§ INSTRUCTION:
Rewrite the items below, changing "green foliage" to "green leaves" throughout and keeping everything else the same. Leave the pictures out of your answer.

§ PROVIDED MATERIAL:
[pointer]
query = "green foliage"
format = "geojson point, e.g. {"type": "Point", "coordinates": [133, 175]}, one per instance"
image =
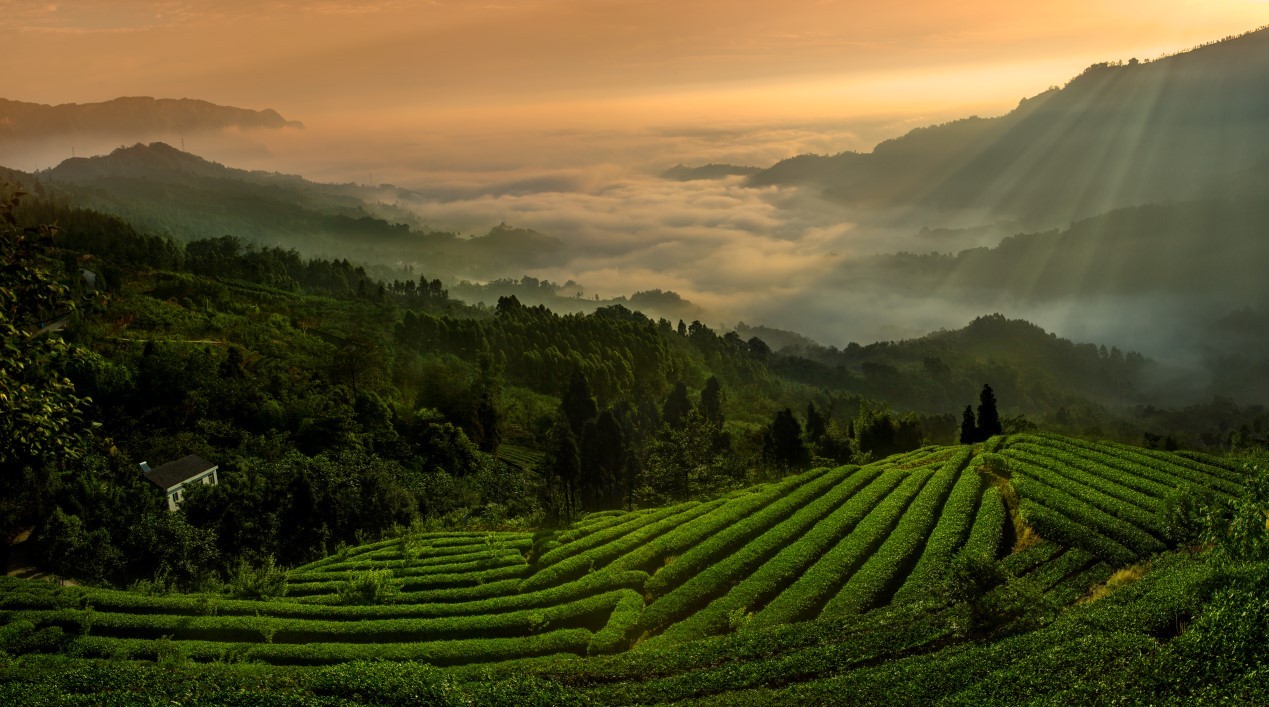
{"type": "Point", "coordinates": [1239, 529]}
{"type": "Point", "coordinates": [42, 423]}
{"type": "Point", "coordinates": [263, 581]}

§ OUTPUT:
[pointer]
query = "green leaves"
format = "geojson point, e.g. {"type": "Point", "coordinates": [133, 175]}, one per instance"
image =
{"type": "Point", "coordinates": [1239, 529]}
{"type": "Point", "coordinates": [42, 423]}
{"type": "Point", "coordinates": [263, 581]}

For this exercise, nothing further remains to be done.